> _Written request_
Select every line of the data below that contains the word "wooden", and copy each one. Case counts.
--- Raw data ---
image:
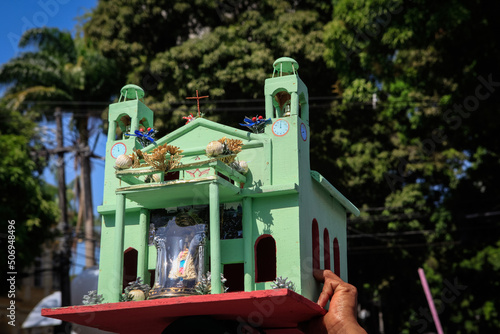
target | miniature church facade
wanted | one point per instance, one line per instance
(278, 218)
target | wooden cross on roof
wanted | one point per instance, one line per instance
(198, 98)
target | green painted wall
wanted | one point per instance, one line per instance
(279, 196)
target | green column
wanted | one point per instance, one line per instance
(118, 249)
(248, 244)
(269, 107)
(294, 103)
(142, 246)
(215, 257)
---
--- Raw data ---
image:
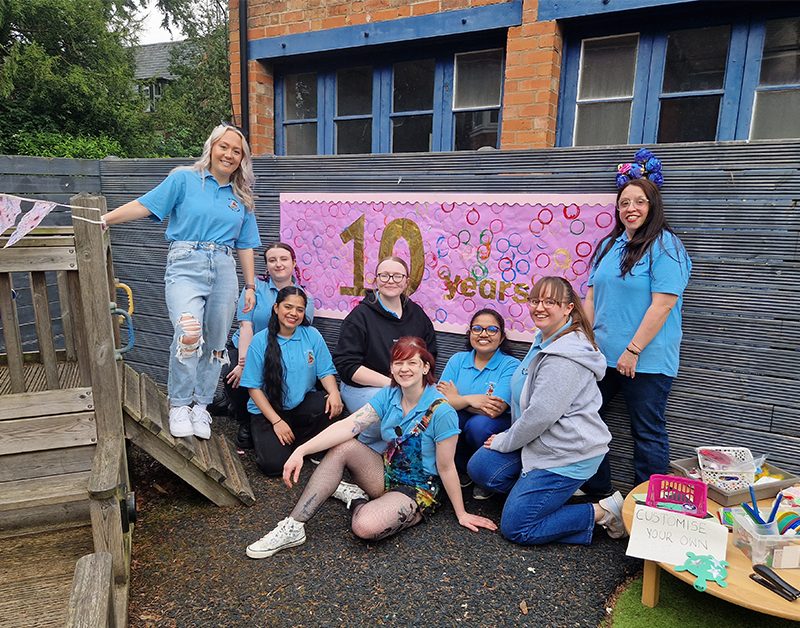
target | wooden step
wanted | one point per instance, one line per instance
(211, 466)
---
> _Solved exercise_
target | wooden cross on roof
target | wooden step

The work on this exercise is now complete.